• EXCERPTED RECORDS:
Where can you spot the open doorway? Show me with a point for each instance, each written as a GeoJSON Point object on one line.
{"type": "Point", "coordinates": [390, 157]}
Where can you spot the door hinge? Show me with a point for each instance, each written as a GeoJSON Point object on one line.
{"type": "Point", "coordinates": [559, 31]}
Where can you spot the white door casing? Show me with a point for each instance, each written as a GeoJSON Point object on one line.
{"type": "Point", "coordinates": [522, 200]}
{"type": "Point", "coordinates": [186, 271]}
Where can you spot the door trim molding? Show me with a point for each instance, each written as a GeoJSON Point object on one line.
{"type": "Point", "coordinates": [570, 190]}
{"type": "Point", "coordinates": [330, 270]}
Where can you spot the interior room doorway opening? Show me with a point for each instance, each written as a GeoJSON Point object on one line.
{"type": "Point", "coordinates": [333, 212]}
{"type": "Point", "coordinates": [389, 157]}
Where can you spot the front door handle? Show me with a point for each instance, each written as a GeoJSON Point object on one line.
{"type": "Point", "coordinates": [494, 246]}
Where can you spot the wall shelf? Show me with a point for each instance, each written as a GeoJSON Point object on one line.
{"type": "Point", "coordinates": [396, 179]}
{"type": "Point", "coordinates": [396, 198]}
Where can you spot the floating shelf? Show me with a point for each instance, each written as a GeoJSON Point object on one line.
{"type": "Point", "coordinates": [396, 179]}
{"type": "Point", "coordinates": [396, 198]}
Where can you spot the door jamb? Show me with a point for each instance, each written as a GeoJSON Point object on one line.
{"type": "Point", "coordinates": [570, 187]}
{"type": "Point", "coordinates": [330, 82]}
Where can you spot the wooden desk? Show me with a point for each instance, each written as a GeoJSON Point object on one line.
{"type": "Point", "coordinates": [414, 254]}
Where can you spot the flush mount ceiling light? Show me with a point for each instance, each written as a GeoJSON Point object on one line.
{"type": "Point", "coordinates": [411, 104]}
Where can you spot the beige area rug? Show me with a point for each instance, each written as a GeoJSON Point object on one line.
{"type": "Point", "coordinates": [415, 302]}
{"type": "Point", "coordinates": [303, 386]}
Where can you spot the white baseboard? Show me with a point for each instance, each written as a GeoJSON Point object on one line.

• TO DO: Every entry must be duplicated exactly as it was written.

• SOLUTION BELOW:
Where can you spot the open doorway? Show me with a point for each instance, each written as a GeoJSON Point object on one line.
{"type": "Point", "coordinates": [390, 157]}
Where can you spot the door hinge? Show me with a point for each instance, each written as a GeoJSON Point object on one line.
{"type": "Point", "coordinates": [559, 31]}
Where can you spot the white door casing? Show me with a point for each instance, each written as a GeoJSON Point object on one line.
{"type": "Point", "coordinates": [522, 200]}
{"type": "Point", "coordinates": [186, 271]}
Where can you spot the door trim molding? Show me with a point for each instance, each written as a GeoJSON Point object on one line.
{"type": "Point", "coordinates": [570, 190]}
{"type": "Point", "coordinates": [330, 270]}
Where can you spot the interior room doorway opening? Show me with a point for each instance, each written as a GeoJSON Point object on one line.
{"type": "Point", "coordinates": [333, 212]}
{"type": "Point", "coordinates": [389, 157]}
Where can you spot the front door handle? Show me with a point for each instance, each written as a GeoJSON Point object on one line.
{"type": "Point", "coordinates": [494, 246]}
Where can you spot the wall shelf? Show me with a point for each instance, each written as a GeoJSON Point object on one line.
{"type": "Point", "coordinates": [396, 179]}
{"type": "Point", "coordinates": [396, 198]}
Where can you spot the floating shelf? Show me with a point for each instance, each written as a GeoJSON Point object on one line.
{"type": "Point", "coordinates": [396, 179]}
{"type": "Point", "coordinates": [396, 198]}
Where can you spot the door jamb? Show me with a point for each instance, each written as a GeoJSON Point object on one line.
{"type": "Point", "coordinates": [570, 187]}
{"type": "Point", "coordinates": [330, 82]}
Where can you spot the wooden desk? Show me with a point for each instance, each written as a GeoJSON Point object on one line.
{"type": "Point", "coordinates": [414, 254]}
Where can you spot the flush mount ceiling light? Show me with a point for each instance, each written as a GeoJSON Point object on one line.
{"type": "Point", "coordinates": [411, 104]}
Where can you spot the beige area rug? Show me with a point for each instance, each written as a GeoJSON Point object on one line.
{"type": "Point", "coordinates": [415, 302]}
{"type": "Point", "coordinates": [303, 386]}
Where can you spot the white baseboard? Show me with a point for each instance, each written as a GeoJSON Point object on one line.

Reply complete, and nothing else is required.